▶ Work instructions: Please quote every sentence in the first paragraph of the forum thread about no-gift birthday parties that contains a word starting with "gift."

▶ Exercise text:
-=-=-=-=-

When the kids are older, they can learn about gift-giving by making gifts or using their own money to purchase them. But as long as the parents are doing everything I don't think they're learning anything of value. I see more kids wanting to invite lots of people to their party because more kids= more gifts. A better lesson for them to learn is that for the children to come and play and celebrate you is a gift in itself. There is also a lesson in not expecting to receive so much.

Anyway, OP, if you're offended by the suggestion, then go ahead and go off on the inviter. Problem solved. You'll stop receiving such invitations in short order.
Anonymous
Post 05/11/2012 22:12     Subject: "No Birthday Gifts, Please": What Un-American BS.

Can we get back to the unAmerican, Dwight D Eisenhower part? OP, could you please say more about that?
Anonymous
Post 05/11/2012 19:15     Subject: "No Birthday Gifts, Please": What Un-American BS.

Anonymous wrote:
Anonymous wrote:
Anonymous wrote:Give me a break! We do these all the time! We have a large generous family and a small house.
We don't need anymore toys, so if you don't like it don't go to the party, and get over yourself (I hate it when people use the term folks)

-=-=-=-=-

Stored data entries
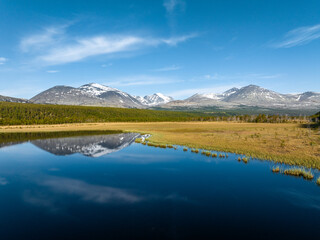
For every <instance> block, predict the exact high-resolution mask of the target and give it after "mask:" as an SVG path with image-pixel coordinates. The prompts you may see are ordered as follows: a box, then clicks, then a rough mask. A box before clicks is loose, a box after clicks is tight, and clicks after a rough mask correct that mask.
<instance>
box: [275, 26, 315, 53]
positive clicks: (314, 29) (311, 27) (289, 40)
mask: <svg viewBox="0 0 320 240" xmlns="http://www.w3.org/2000/svg"><path fill="white" fill-rule="evenodd" d="M318 38H320V24H318V25H314V26H306V27H300V28H296V29H293V30H291V31H289V32H288V33H287V34H286V35H285V36H284V39H283V40H282V41H281V42H279V43H276V44H273V45H272V47H274V48H291V47H295V46H300V45H305V44H308V43H310V42H311V41H313V40H316V39H318Z"/></svg>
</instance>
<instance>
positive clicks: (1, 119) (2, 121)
mask: <svg viewBox="0 0 320 240" xmlns="http://www.w3.org/2000/svg"><path fill="white" fill-rule="evenodd" d="M207 115H208V114H204V113H203V114H201V113H190V112H174V111H156V110H148V109H128V108H110V107H86V106H67V105H44V104H26V103H8V102H0V125H35V124H64V123H91V122H161V121H192V120H197V119H198V118H199V117H204V116H207Z"/></svg>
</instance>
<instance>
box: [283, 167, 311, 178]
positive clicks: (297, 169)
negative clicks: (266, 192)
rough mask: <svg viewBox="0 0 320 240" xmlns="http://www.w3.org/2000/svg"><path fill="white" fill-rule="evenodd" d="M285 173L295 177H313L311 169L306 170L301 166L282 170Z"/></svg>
mask: <svg viewBox="0 0 320 240" xmlns="http://www.w3.org/2000/svg"><path fill="white" fill-rule="evenodd" d="M283 174H285V175H291V176H295V177H303V178H304V179H306V180H312V179H313V178H314V176H313V174H312V172H311V171H306V170H305V169H302V168H290V169H286V170H284V171H283Z"/></svg>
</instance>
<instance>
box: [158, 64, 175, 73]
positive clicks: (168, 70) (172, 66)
mask: <svg viewBox="0 0 320 240" xmlns="http://www.w3.org/2000/svg"><path fill="white" fill-rule="evenodd" d="M179 69H181V67H180V66H176V65H172V66H169V67H163V68H157V69H154V70H153V71H155V72H169V71H176V70H179Z"/></svg>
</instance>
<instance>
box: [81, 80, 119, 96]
mask: <svg viewBox="0 0 320 240" xmlns="http://www.w3.org/2000/svg"><path fill="white" fill-rule="evenodd" d="M79 89H80V90H82V91H84V92H86V93H88V94H91V95H94V96H99V95H101V94H103V93H105V92H110V91H114V92H121V91H120V90H118V89H116V88H112V87H108V86H104V85H102V84H99V83H90V84H85V85H82V86H81V87H79Z"/></svg>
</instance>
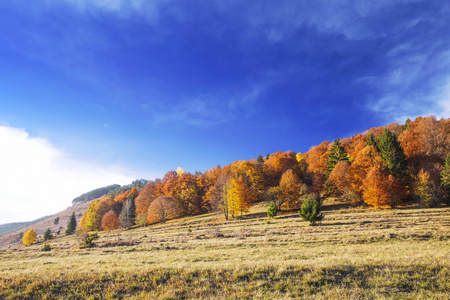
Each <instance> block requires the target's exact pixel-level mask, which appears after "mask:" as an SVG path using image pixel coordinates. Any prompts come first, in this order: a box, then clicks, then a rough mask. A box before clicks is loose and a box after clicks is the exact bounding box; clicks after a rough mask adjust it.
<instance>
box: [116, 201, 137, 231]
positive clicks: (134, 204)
mask: <svg viewBox="0 0 450 300" xmlns="http://www.w3.org/2000/svg"><path fill="white" fill-rule="evenodd" d="M135 217H136V206H135V204H134V200H133V197H132V198H128V199H127V201H126V202H125V205H124V206H123V207H122V212H121V213H120V216H119V221H120V224H121V225H122V227H125V228H128V227H130V226H132V225H134V224H135Z"/></svg>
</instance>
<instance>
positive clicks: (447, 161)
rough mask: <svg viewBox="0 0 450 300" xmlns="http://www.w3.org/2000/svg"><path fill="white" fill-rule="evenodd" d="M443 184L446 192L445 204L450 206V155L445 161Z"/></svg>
mask: <svg viewBox="0 0 450 300" xmlns="http://www.w3.org/2000/svg"><path fill="white" fill-rule="evenodd" d="M441 184H442V189H443V190H444V196H443V199H442V200H444V203H446V204H447V205H450V154H447V158H446V159H445V163H444V169H443V170H442V172H441Z"/></svg>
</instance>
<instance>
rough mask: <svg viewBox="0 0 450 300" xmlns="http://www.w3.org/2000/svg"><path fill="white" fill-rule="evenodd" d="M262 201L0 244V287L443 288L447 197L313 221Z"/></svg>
mask: <svg viewBox="0 0 450 300" xmlns="http://www.w3.org/2000/svg"><path fill="white" fill-rule="evenodd" d="M325 208H326V206H325ZM265 211H266V207H265V206H264V205H259V206H256V207H255V208H254V209H253V210H252V211H251V212H250V213H249V214H248V215H244V217H243V218H241V219H238V220H231V221H228V222H226V221H224V219H223V218H222V217H221V216H220V215H219V214H208V215H202V216H196V217H191V218H185V219H181V220H174V221H171V222H168V223H166V224H165V225H153V226H148V227H144V228H137V229H132V230H126V231H115V232H112V233H101V234H100V238H99V239H98V240H97V241H96V246H95V247H94V248H89V249H77V241H76V239H75V238H74V237H63V238H58V239H56V240H53V241H52V242H51V247H52V250H51V251H50V252H42V251H40V249H41V247H42V244H37V245H32V246H30V247H24V246H20V247H18V246H16V247H12V248H0V287H1V288H0V298H1V299H35V298H43V299H149V298H158V299H183V298H195V299H246V298H247V299H252V298H258V299H288V298H308V299H336V298H341V299H350V298H351V299H387V298H389V299H391V298H393V299H449V296H450V242H449V237H450V208H448V207H446V208H435V209H421V208H416V207H412V208H411V207H410V208H403V209H394V210H372V209H340V210H328V211H325V219H324V221H323V222H322V223H321V224H320V225H319V226H315V227H311V226H308V224H307V223H306V222H302V221H301V219H300V218H299V217H298V215H297V214H295V213H293V212H291V213H284V214H282V215H279V216H278V217H277V218H275V219H273V220H270V222H268V219H267V217H266V216H265Z"/></svg>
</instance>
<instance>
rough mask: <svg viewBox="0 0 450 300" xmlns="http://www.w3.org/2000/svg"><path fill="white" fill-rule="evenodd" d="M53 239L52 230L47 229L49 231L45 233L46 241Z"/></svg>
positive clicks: (46, 231)
mask: <svg viewBox="0 0 450 300" xmlns="http://www.w3.org/2000/svg"><path fill="white" fill-rule="evenodd" d="M52 238H53V235H52V231H51V230H50V228H47V230H46V231H45V232H44V241H48V240H51V239H52Z"/></svg>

-=-=-=-=-

▶ Output of the exercise:
1. When the kids are older, they can learn about gift-giving by making gifts or using their own money to purchase them.
2. I see more kids wanting to invite lots of people to their party because more kids= more gifts.
3. A better lesson for them to learn is that for the children to come and play and celebrate you is a gift in itself.